_Excerpts from a dataset_.
--- START ---

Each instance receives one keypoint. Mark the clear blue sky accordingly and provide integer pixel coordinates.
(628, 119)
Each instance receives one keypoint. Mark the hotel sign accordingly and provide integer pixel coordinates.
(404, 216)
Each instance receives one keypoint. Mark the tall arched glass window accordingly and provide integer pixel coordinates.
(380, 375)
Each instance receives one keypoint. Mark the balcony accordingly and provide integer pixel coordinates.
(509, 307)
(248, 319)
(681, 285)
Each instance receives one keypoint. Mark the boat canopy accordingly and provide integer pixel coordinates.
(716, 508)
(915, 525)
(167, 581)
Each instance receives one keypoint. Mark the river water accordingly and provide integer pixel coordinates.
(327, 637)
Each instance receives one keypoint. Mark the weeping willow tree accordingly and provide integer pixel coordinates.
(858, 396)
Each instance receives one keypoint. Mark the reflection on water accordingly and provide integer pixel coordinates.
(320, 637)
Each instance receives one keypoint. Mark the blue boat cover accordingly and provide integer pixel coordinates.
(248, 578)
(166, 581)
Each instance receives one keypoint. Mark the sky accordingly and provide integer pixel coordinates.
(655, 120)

--- END ---

_TASK GOAL_. Working through the records above, copy each one exactly.

_OUTPUT FOR THIS EXERCISE_.
Each instance receives one keypoint. Mark the clear blue sky accordingly and provide integer pixel coordinates.
(628, 119)
Each instance receives one keypoint. Mark the hotel sign accordingly and provide integer pixel coordinates.
(404, 216)
Each instance receives one keypoint. Mark the tall arched glass window accordingly and provide integer pixel coordinates.
(380, 375)
Each instance receives one keypoint. Mark the balcony accordingly and provide integer pixel coordinates.
(509, 307)
(248, 319)
(681, 285)
Each instance receives one keypoint. Mark the boat canopy accordingly and provide integer pixel coordinates.
(716, 508)
(915, 525)
(167, 581)
Each instance receives one keypoint. Mark the river water accordingly and provide integer pixel coordinates.
(327, 637)
Each instance receives one keypoint. Mark the weeping willow tree accordingly and provide integer pixel coordinates.
(858, 396)
Each instance receives one keypoint. Mark the reflection on water accordingly and provide integer pixel coordinates.
(320, 637)
Each instance receives one keypoint. Mark the blue boat cover accordingly and provide integer pixel coordinates.
(248, 578)
(166, 581)
Each instance receives one keypoint. Mark the sky accordingly and provide integer pixel coordinates.
(655, 120)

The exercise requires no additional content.